What you need to do. The expected output is every entry, copied exactly.

-------- Data provided --------

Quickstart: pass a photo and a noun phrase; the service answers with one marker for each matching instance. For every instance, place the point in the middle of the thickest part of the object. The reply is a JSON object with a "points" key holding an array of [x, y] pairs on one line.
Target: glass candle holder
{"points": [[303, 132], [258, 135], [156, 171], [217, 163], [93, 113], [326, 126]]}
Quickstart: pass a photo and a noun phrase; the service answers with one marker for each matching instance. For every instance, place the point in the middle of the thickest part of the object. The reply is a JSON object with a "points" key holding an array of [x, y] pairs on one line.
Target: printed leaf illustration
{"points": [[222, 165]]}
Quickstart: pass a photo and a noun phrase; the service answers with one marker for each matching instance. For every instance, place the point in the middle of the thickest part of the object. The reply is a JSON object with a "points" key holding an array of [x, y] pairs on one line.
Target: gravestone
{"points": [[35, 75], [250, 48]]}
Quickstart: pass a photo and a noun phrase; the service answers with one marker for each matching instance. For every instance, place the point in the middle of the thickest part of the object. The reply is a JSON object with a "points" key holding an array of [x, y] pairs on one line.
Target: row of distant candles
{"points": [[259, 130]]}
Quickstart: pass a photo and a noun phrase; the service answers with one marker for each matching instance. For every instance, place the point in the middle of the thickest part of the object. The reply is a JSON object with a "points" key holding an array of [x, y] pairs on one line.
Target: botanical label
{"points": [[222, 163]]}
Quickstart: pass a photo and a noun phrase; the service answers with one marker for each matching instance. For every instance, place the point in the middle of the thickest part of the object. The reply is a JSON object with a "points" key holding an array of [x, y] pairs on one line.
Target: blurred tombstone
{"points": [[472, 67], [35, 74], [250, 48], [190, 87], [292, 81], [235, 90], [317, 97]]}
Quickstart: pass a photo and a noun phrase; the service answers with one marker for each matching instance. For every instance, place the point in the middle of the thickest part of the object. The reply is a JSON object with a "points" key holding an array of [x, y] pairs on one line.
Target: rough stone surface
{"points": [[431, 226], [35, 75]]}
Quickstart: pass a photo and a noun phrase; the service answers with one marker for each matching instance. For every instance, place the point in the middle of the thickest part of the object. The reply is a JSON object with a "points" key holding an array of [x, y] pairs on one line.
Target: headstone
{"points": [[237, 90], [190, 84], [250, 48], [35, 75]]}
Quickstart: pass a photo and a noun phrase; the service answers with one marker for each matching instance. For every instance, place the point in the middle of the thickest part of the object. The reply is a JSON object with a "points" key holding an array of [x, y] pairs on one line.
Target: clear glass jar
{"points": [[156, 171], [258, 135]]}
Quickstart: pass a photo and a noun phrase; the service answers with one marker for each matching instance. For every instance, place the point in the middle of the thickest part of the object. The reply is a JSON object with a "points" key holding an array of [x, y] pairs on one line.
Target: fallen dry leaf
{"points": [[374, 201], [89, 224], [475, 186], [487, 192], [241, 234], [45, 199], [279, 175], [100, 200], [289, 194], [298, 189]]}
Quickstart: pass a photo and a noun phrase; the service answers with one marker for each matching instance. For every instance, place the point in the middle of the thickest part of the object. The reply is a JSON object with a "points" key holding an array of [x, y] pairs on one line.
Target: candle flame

--------

Answer space.
Quickstart: pass a photo and a noun phrase; the service answers with one marker for each matching instance. For every instance, place the point in the middle of the thickest part of the object. The reply is a JSON object with a "points" key holding an array of [x, y] pairs on one line.
Target: glass candle holder
{"points": [[303, 132], [258, 135], [156, 171], [217, 163], [93, 113], [326, 126]]}
Quickstart: pass a photo and a noun phrase; the service answers with one marker for each matching instance. For every instance, place the point in the middle of the thickest part of the object. The reply is a JSON object with a "points" key holding an array of [x, y] pairs on one line.
Target: printed leaf illustration
{"points": [[222, 165]]}
Quickstart: pass a photo and a noun phrase; the service answers with one marker for each matching instance. For every instance, place the point in the middle of the thickest part of the object. The reply is a JSON object with a "points" key holding an array of [x, y] pairs on one line.
Target: gravestone
{"points": [[35, 75], [250, 48]]}
Quickstart: pass a photo and a noun phrase; the service answers with one marker for each matching instance. For every instance, place the point in the middle of the thickest part of the object. The reply is a JSON object with a "points" key holding an array of [x, y] pairs on one line.
Target: row of distant candles
{"points": [[259, 130]]}
Quickstart: pass a photo and a noun phrase; the service answers with one marker for each matching instance. For every instance, place the point in the middle of the thickest part of the object. The reply is a JSON object with a "points" key holding an array of [x, y] pairs on one line.
Target: botanical label
{"points": [[222, 163]]}
Quickstart: pass a photo and a noun phrase; the service answers with one marker for each matching instance. For every instance, place the point in the middle of the thickest part of the object. The reply is a JSON object with a "points" key holding an array of [x, y] pairs on one line.
Target: blurred tombstone
{"points": [[472, 67], [35, 74], [250, 48], [190, 87], [292, 81], [235, 90], [317, 97]]}
Quickstart: pass a photo and a noun phrase; the service answers with one marker for each matching instance. For every instance, place the point in the middle of the thickest part of the object. The reply is a JSON object with a "points" key holding an array of [x, y] pairs on one line.
Target: rough stone surface
{"points": [[431, 226], [35, 75]]}
Quickstart: pass a photo and a noun phrase; the service answers with one marker for each matching instance. For every instance, place the point in the middle of the thickest part of the object. The reply is a JSON object with a "points" key holding an array of [x, y] pairs on one line.
Target: headstone
{"points": [[237, 90], [190, 84], [250, 48], [35, 75]]}
Quickstart: pass a photo and a noun phrase; the service answers with one marker for each matching instance. For every instance, place the point in the middle of the thickest part of the object. The reply is a JSON object with a "points" key holding an array of [x, y] pairs on one line.
Target: clear glass jar
{"points": [[156, 171], [258, 135]]}
Quickstart: pass a photo and a noun phrase; the service answers with one marker for each matching instance. For every instance, place the point in the middle of the thickest part of the object. The reply is a JSON object with a "points" key holding an array of [x, y] pairs on one line.
Target: fallen dry leaf
{"points": [[374, 201], [89, 224], [475, 186], [487, 192], [241, 234], [45, 199], [279, 175], [100, 200], [289, 194], [298, 189]]}
Quickstart: pass a photo and a noun phrase; the service answers with one marker for each matching instance. For every instance, place the point in the middle of the thickest part of the object. The reply is a JSON object with a "points" key holding an array of [x, y] pairs on one line.
Target: candle flame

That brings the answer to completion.